Dataset records:
-- Opening Marker --

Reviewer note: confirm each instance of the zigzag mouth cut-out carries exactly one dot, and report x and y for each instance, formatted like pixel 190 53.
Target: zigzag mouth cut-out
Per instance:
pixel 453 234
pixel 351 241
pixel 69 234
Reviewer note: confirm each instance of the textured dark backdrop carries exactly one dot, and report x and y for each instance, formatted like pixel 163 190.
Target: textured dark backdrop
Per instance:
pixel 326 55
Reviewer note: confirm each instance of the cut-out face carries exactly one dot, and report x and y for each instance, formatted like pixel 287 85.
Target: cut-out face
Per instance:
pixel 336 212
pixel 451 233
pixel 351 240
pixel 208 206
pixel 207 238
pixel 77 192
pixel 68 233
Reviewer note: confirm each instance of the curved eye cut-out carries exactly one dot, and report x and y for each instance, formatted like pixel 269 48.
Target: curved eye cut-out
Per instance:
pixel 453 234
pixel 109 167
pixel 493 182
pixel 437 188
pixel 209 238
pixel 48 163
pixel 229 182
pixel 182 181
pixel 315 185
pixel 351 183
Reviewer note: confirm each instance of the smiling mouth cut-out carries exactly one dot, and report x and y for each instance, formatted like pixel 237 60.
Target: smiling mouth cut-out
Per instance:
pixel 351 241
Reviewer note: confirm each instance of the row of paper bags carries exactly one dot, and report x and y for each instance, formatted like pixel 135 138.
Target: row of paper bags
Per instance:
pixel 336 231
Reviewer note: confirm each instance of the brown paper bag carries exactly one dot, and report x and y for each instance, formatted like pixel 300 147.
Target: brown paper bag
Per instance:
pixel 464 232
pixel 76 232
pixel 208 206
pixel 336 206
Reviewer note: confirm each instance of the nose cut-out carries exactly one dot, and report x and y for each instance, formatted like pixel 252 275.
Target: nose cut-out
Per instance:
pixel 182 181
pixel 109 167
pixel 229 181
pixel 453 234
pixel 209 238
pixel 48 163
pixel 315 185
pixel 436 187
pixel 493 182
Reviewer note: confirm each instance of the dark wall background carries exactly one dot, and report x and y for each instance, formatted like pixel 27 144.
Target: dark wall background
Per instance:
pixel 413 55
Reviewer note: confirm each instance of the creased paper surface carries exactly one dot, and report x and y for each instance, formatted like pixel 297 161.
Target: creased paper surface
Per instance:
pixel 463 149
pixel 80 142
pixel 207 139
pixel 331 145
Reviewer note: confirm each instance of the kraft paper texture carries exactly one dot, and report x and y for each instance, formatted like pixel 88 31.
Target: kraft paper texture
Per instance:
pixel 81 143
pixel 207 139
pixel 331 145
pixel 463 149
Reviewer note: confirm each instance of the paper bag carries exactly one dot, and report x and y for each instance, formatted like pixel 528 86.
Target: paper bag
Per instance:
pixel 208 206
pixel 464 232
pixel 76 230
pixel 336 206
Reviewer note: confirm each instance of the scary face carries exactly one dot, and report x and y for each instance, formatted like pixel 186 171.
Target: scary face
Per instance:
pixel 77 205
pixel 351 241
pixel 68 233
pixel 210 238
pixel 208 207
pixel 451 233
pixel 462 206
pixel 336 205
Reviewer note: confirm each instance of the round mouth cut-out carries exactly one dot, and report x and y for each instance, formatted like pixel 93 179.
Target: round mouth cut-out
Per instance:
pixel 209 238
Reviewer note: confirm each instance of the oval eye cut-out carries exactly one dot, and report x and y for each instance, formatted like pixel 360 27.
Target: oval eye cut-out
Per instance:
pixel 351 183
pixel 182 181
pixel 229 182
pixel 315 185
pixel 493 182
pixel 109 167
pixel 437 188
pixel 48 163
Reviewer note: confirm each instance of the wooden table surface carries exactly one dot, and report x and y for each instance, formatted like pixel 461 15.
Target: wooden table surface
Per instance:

-- Closing Marker --

Exactly as written, please output every entry.

Reviewer note: confirm each instance of the zigzag mouth cut-out carries exactly one dot, and report x and y for each instance, formatted like pixel 190 53.
Target: zigzag mouth cut-out
Per instance:
pixel 453 234
pixel 351 241
pixel 69 234
Reviewer note: confirm each instance of the textured dark backdrop carries exactly one dot, and report x and y for each instance, formatted like pixel 163 190.
Target: textured dark backdrop
Per instance:
pixel 326 55
Reviewer note: confirm each instance of the cut-out face carries exactly one dot, and report x and y for each instance, formatted like pixel 287 85.
Target: cut-out face
Per instance:
pixel 336 212
pixel 451 233
pixel 351 240
pixel 208 206
pixel 207 238
pixel 77 192
pixel 68 233
Reviewer note: confirm each instance of the curved eye cut-out carries exactly one dot, and report x and y for each instance, formatted like pixel 269 48.
Target: curved eye cut-out
Per instance:
pixel 453 234
pixel 109 167
pixel 493 182
pixel 437 188
pixel 209 238
pixel 48 163
pixel 229 182
pixel 182 181
pixel 315 185
pixel 351 183
Reviewer note: confirm each instance of the smiling mouth cut-out carries exactly one dot, and report x and y for each instance, formatted like pixel 237 60.
Target: smiling mouth cut-out
Per instance:
pixel 351 241
Reviewer note: confirm each instance of the row of paper bags carries exactly one dot, and report x and y for each instance, formatted like pixel 135 138.
Target: row of paper bags
Per instance:
pixel 336 231
Reviewer note: confirm each instance of the brown paper bag carries exactly one dot, and report x and y for each instance, formatted like pixel 300 147.
Target: brown paper bag
Per instance:
pixel 464 232
pixel 76 232
pixel 208 206
pixel 336 206
Reviewer note: confirm each instance of the nose cut-out carries exactly one dot, and report x and y for each instance, formatted like pixel 252 275.
Target: nose cut-out
Per instance:
pixel 182 181
pixel 109 167
pixel 229 181
pixel 453 234
pixel 209 238
pixel 48 163
pixel 315 185
pixel 436 187
pixel 493 182
Reviewer note: confirm each instance of the dark wall background carries exactly one dot, and report x and y for each instance, formatted like pixel 27 144.
Target: dark wall background
Per instance:
pixel 413 55
Reviewer note: confirm each instance of the creased paper surface carries exactly one dot, and report x and y for each instance, formatted like pixel 297 161.
Target: creased paper surface
Per instance:
pixel 463 149
pixel 80 142
pixel 207 139
pixel 331 145
Reviewer note: confirm each instance of the kraft paper texture carries exactly one dot, and report x and y for each instance, formatted like pixel 88 31.
Target: kraft paper texture
Per instance:
pixel 81 143
pixel 207 139
pixel 331 145
pixel 463 149
Reviewer note: confirm each instance of the paper bag carries exactly one dot, and report x and y for each instance, formatted like pixel 528 86.
Target: paper bag
Per instance:
pixel 208 206
pixel 464 232
pixel 76 230
pixel 336 206
Reviewer note: confirm each instance of the scary face carries exactly one dot, and report x and y for each instance, formatted like pixel 186 171.
Target: scary face
Per instance:
pixel 77 205
pixel 351 241
pixel 68 233
pixel 210 238
pixel 208 207
pixel 451 233
pixel 462 206
pixel 336 205
Reviewer note: confirm each instance of the round mouth cut-out carries exactly one dot, and report x and y for each instance, formatted like pixel 93 179.
Target: round mouth cut-out
Per instance:
pixel 209 238
Reviewer note: confirm each instance of the oval eye cut-out carries exactly one dot, and report x and y for each instance, formatted like pixel 360 27.
Target: oval eye cut-out
Per instance:
pixel 351 183
pixel 182 181
pixel 229 182
pixel 315 185
pixel 493 182
pixel 109 167
pixel 437 188
pixel 48 163
Reviewer note: confirm each instance of the wooden table surface carries exactly one dot, and report x and y for each instance, formatted like pixel 461 15.
Target: wooden table surface
Per instance:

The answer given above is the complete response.